Work request ::
Go line by line through the listing below and copy those that hold "shirt".

Data provided ::

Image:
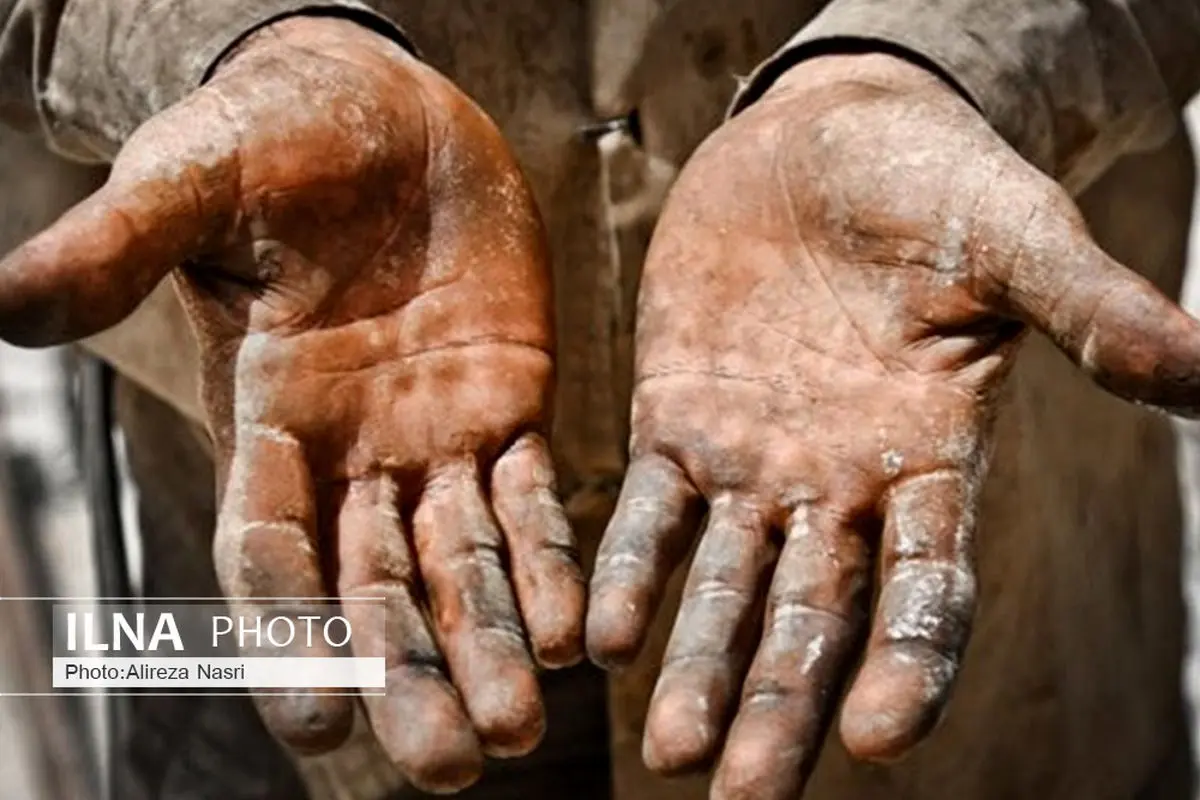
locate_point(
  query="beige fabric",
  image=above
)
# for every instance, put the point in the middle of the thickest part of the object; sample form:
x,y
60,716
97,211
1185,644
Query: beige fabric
x,y
1071,685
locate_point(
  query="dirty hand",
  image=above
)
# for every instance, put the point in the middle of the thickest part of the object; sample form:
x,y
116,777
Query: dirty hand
x,y
832,301
367,276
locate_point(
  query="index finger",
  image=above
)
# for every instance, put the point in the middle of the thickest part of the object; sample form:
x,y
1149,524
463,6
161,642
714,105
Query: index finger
x,y
264,552
923,617
169,194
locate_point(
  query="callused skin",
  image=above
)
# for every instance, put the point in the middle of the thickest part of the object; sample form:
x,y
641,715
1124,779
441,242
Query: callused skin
x,y
834,295
370,283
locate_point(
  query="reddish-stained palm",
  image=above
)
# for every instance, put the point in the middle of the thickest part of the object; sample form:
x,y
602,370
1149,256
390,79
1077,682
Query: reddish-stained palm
x,y
369,280
832,301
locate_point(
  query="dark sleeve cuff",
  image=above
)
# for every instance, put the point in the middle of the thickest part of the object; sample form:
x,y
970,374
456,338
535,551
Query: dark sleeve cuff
x,y
153,56
1071,88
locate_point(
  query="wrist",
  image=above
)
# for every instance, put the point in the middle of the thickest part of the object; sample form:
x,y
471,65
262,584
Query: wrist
x,y
868,68
328,35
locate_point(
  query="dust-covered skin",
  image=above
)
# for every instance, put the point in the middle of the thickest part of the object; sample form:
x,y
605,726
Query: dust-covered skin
x,y
831,305
369,280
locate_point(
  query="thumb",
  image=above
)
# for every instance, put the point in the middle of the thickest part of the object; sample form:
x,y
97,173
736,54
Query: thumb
x,y
1116,325
168,197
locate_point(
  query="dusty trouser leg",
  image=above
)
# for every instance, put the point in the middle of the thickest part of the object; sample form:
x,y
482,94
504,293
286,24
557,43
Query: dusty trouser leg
x,y
186,746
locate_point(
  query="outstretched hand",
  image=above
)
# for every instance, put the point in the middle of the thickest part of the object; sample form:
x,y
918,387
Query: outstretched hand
x,y
367,276
832,301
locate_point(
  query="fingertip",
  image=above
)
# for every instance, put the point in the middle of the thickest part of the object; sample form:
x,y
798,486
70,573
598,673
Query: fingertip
x,y
509,715
615,630
754,767
895,702
311,723
425,732
559,645
681,733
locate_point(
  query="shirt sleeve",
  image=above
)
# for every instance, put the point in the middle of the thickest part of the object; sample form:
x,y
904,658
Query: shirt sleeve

Answer for the task ::
  query="shirt sleeve",
Query: shirt sleeve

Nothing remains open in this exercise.